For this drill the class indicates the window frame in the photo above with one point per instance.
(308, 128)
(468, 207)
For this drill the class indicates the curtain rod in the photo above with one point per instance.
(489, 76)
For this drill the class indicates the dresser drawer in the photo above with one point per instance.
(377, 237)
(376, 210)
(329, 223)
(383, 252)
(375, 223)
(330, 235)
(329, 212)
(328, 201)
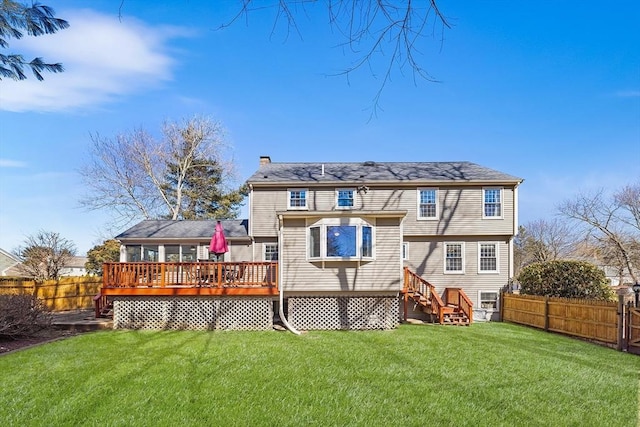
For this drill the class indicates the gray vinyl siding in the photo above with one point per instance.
(426, 258)
(382, 274)
(460, 209)
(264, 205)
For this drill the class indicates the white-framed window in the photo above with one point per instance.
(488, 257)
(133, 253)
(492, 202)
(488, 300)
(270, 251)
(427, 203)
(297, 198)
(340, 239)
(345, 198)
(150, 253)
(454, 258)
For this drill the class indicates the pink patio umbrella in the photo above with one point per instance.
(218, 243)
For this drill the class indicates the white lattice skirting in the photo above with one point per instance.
(228, 313)
(366, 312)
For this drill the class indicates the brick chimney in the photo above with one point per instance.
(265, 160)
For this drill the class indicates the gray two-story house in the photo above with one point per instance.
(356, 245)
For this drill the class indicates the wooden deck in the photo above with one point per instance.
(189, 278)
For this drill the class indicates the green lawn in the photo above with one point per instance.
(487, 374)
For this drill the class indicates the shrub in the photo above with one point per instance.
(22, 315)
(565, 279)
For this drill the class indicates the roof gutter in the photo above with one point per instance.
(280, 275)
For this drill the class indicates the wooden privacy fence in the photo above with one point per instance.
(609, 323)
(69, 293)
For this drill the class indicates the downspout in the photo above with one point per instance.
(280, 285)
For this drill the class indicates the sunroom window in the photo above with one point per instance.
(341, 240)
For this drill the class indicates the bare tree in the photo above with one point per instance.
(542, 240)
(370, 29)
(136, 176)
(612, 223)
(44, 254)
(390, 29)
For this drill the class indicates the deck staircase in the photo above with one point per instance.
(454, 309)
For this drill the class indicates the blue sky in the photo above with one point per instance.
(544, 90)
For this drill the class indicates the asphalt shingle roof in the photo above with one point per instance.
(383, 172)
(184, 229)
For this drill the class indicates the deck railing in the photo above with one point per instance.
(190, 274)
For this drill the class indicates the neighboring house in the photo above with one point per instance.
(8, 263)
(74, 267)
(343, 234)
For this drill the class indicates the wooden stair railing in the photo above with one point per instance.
(455, 309)
(103, 307)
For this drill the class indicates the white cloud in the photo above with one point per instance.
(104, 58)
(6, 163)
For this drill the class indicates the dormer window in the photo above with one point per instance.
(297, 198)
(427, 203)
(345, 198)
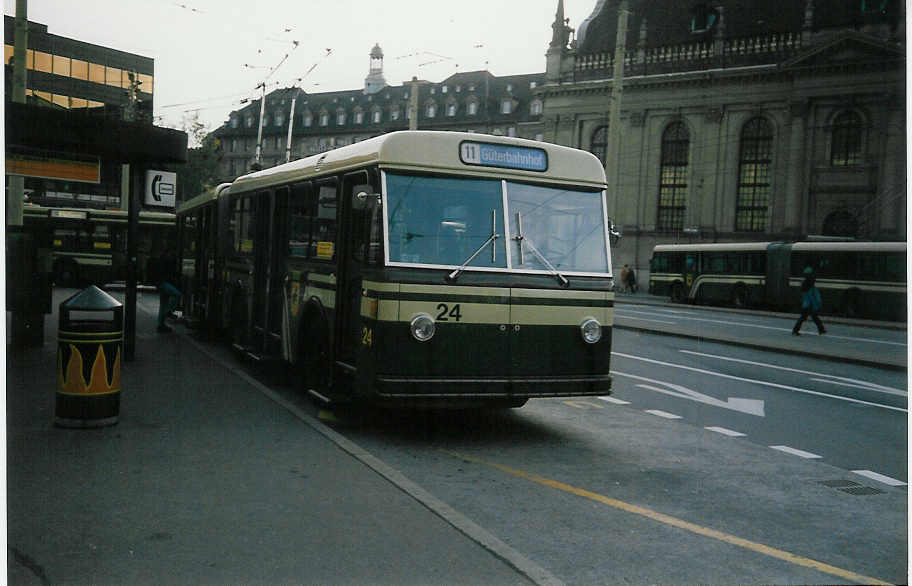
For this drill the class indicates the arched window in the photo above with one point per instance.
(598, 146)
(847, 140)
(673, 178)
(840, 223)
(752, 205)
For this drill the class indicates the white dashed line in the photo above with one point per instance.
(613, 400)
(663, 414)
(794, 452)
(880, 477)
(724, 431)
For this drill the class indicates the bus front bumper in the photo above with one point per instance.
(402, 387)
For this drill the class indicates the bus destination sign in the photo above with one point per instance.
(504, 156)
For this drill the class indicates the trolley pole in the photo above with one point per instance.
****
** Work required **
Every entry must be transcribed exactly. Pictures do not belong in the copy.

** Task output **
For this drill the class indicates the window frame in the photo above with one point per instance.
(308, 128)
(468, 207)
For this drill the class indicates the curtain rod in the photo above with one point per instance.
(489, 76)
For this drill the class indicates the dresser drawer in the photo above with one point per instance.
(377, 237)
(376, 210)
(329, 223)
(383, 252)
(375, 223)
(330, 235)
(329, 212)
(328, 201)
For this drill the class indicates the gray vinyl siding in the photo above with one point per instance.
(426, 258)
(382, 274)
(460, 209)
(264, 205)
For this drill the class indicates the white-framed window in the photo above with one point per instance.
(488, 257)
(133, 253)
(492, 202)
(488, 300)
(270, 251)
(427, 203)
(297, 198)
(340, 239)
(345, 198)
(150, 253)
(454, 258)
For this drill the class indicates the pink patio umbrella in the photo above with one point per instance.
(218, 243)
For this drill the class indicates the white lattice skirting in the photo above with one point per instance.
(228, 313)
(366, 312)
For this drill the class indicates the brick chimney in the photo above with one point per instance.
(265, 160)
For this drill the class indicates the gray two-story house in the photo above with one point per instance.
(356, 245)
For this drill the class indicates the wooden deck in the photo above with one point per instance.
(189, 278)
For this drill the class indicates the green lawn in the photo above with one point per instance.
(487, 374)
For this drill the class indicates the shrub in the photo above with one point per instance.
(22, 315)
(565, 279)
For this drill the class indicates the roof gutter in the photo above with one point per instance.
(280, 275)
For this drill the class indicates the wooden privacy fence in the photo above with one point per instance.
(609, 323)
(69, 293)
For this drill the class indicates the downspout in the photo above with one point per instance.
(280, 285)
For this drill the class indicates the sunroom window in the photo above with one point per instance.
(341, 240)
For this drill the class indicates the bare tree in the photo above with one point per instance.
(542, 240)
(370, 29)
(136, 176)
(612, 223)
(44, 254)
(390, 29)
For this drill the class indicates the deck staircase in the photo above with one point per instance.
(454, 309)
For this drill the class indicates the blue sky in the photo above with one point per instance.
(544, 90)
For this drill the class indicates the asphalt shingle roof in the photo above with one point per instance.
(383, 172)
(184, 229)
For this drill the class indicates the deck railing in the photo above with one point per instance.
(190, 274)
For this drill the class indicates the neighboring house in the photo above with one point per instance.
(8, 263)
(74, 267)
(343, 234)
For this drill the class indicates the wooden stair railing in the photo above with one point per instance.
(455, 309)
(103, 307)
For this drill the class indicates the white cloud in the photo above with one point per instance.
(104, 58)
(6, 163)
For this drill the class indicates the dormer window in the photo above with one point per instance.
(297, 198)
(427, 203)
(345, 198)
For this drill the class indicates the arched window in the photo above with one point per instance.
(598, 146)
(847, 140)
(673, 178)
(840, 223)
(752, 205)
For this drill the class indicates the white dashed line in the photo above with one point per instance.
(613, 400)
(663, 414)
(794, 452)
(880, 477)
(724, 431)
For this drill the class indicates the bus front bumper in the photo above with one point per instance.
(402, 387)
For this drill the class indicates the bus destination sign in the photo above with one point per instance.
(504, 156)
For this drill the class indicates the trolley pole in the photo above with one point per instance.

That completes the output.